EXERCISE INSTRUCTIONS:
Look below for the line holding "Target: tree branch" and the line holding "Target: small green shrub". Repeat those two and everything between, exactly.

TASK DATA:
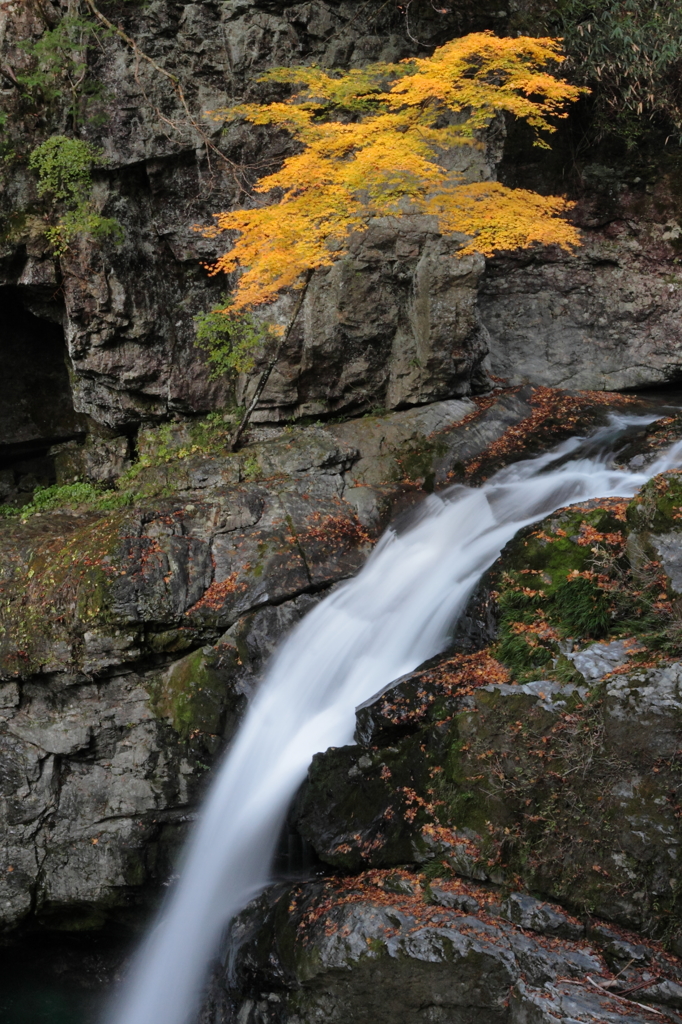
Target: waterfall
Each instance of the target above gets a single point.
(394, 614)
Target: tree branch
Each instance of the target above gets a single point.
(270, 367)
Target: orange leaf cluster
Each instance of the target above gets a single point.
(375, 142)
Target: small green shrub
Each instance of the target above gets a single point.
(64, 167)
(68, 496)
(631, 54)
(230, 339)
(58, 77)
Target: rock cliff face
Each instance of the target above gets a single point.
(539, 756)
(394, 325)
(544, 764)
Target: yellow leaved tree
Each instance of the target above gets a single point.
(375, 141)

OUTPUT BELOW:
Target: tree branch
Each instance of the target above gets a single point.
(270, 367)
Target: orange leaf cluster
Each instance of the target above gets a single point.
(375, 142)
Target: small green shrub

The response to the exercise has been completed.